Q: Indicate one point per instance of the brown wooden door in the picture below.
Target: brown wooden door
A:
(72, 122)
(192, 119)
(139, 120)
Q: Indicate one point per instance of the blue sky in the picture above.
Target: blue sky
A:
-=-=-=-=-
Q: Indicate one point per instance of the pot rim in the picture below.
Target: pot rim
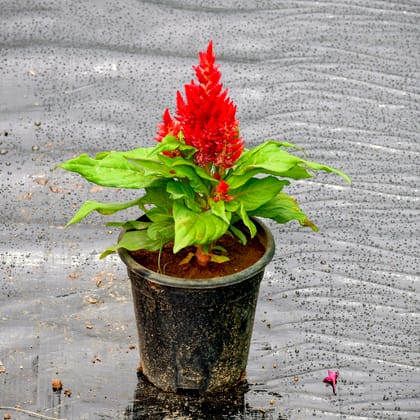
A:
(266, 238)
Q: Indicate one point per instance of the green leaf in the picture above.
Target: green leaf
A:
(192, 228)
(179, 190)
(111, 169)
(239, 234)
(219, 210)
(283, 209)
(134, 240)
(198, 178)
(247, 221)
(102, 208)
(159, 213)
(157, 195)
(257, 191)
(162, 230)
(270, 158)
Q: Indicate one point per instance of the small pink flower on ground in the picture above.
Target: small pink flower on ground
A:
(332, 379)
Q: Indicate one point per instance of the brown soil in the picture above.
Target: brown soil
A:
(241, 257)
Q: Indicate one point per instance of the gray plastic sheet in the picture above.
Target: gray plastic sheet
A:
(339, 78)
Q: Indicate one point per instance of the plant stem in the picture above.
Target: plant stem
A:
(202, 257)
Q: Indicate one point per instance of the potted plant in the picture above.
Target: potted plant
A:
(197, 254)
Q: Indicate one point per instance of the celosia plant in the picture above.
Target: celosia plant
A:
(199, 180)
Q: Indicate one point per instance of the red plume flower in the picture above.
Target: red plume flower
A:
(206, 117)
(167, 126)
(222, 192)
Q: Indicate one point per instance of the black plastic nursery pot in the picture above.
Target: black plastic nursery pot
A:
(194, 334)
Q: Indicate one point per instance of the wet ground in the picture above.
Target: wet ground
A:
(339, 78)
-=-=-=-=-
#### WORK REQUIRED:
Among the lines of the material, find those that hold the word "small" and copy them.

#### RESULT OF THIS EXERCISE:
Q: Indicate one point per instance of the small pink flower on ground in the picture above.
Target: small pink flower on ground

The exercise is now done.